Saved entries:
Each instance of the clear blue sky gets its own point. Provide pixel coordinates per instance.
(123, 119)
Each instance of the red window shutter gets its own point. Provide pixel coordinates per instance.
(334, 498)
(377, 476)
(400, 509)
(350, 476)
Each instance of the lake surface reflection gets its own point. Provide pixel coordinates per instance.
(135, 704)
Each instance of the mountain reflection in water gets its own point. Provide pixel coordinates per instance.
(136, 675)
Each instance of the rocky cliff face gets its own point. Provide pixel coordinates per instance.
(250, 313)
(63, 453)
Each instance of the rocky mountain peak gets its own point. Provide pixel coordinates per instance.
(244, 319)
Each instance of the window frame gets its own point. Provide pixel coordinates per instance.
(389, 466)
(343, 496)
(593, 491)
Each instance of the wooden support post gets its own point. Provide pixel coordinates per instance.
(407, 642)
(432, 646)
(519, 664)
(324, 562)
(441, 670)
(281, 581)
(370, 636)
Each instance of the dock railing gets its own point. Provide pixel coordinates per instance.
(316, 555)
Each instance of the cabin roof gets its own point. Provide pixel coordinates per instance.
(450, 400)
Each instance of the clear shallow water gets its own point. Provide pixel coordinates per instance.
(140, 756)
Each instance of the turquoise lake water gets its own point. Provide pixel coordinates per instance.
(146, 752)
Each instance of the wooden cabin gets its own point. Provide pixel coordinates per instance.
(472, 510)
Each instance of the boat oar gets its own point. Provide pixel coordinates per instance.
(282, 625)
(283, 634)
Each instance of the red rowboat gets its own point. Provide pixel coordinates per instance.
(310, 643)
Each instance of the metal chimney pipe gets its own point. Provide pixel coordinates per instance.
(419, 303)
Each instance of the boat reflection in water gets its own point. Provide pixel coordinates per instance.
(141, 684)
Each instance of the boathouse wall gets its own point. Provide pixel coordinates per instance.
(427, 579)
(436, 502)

## [PROBLEM REQUIREMENTS]
Please retype all of the records above exactly as they are.

## [WRITTEN SOLUTION]
Each instance of the clear blue sky gets its own point. Provide pixel coordinates per instance.
(123, 119)
Each instance of the red window shutter gets its own point. Provide pixel coordinates per instance.
(334, 498)
(377, 476)
(400, 509)
(350, 476)
Each instance of the lake surface reflection gets its own point. Provide pixel coordinates per instance.
(135, 704)
Each instance of the mountain reflection in water gets its own point. Provide pixel coordinates per instance.
(136, 675)
Each instance of the rocky cliff face gets its own point. Provide pixel coordinates per instance.
(250, 313)
(63, 453)
Each instance of the rocky mountain peak gets its own point. Provide pixel coordinates per instance.
(244, 319)
Each instance of the window frame gets its own point. Provide pixel coordinates per instance.
(389, 466)
(343, 496)
(593, 491)
Each instance of the wooden support post gets its own point. Provide pixel coordinates per instance.
(407, 642)
(432, 646)
(519, 664)
(324, 562)
(441, 670)
(281, 581)
(370, 636)
Each instance of the dock railing gets its own point. Provide pixel coordinates per instance.
(316, 555)
Each instance of the cabin roof gets its own point. Provide pixel coordinates per instance.
(450, 400)
Each instance of the clear shallow water gets its own point. Provide pixel coordinates per instance.
(140, 756)
Each instance of the turquoise lake water gets its own point. Provide pixel coordinates per instance.
(146, 752)
Each instance of the wooden cabin gets its own point. Provide pixel coordinates per instance.
(472, 510)
Each instance of the boat oar gets its own point. Provide pixel coordinates per instance.
(282, 625)
(283, 634)
Each instance of the red rowboat gets its own point. Provide pixel coordinates per instance.
(310, 643)
Each instance of the metal chimney pipe gets its own point. Provide pixel coordinates per instance.
(419, 303)
Each instance of the boat reflection in water gets its own point. Provide pixel coordinates per instance.
(141, 684)
Each instance of the boathouse wall gets its own point. Provide pixel coordinates per instance.
(427, 579)
(436, 502)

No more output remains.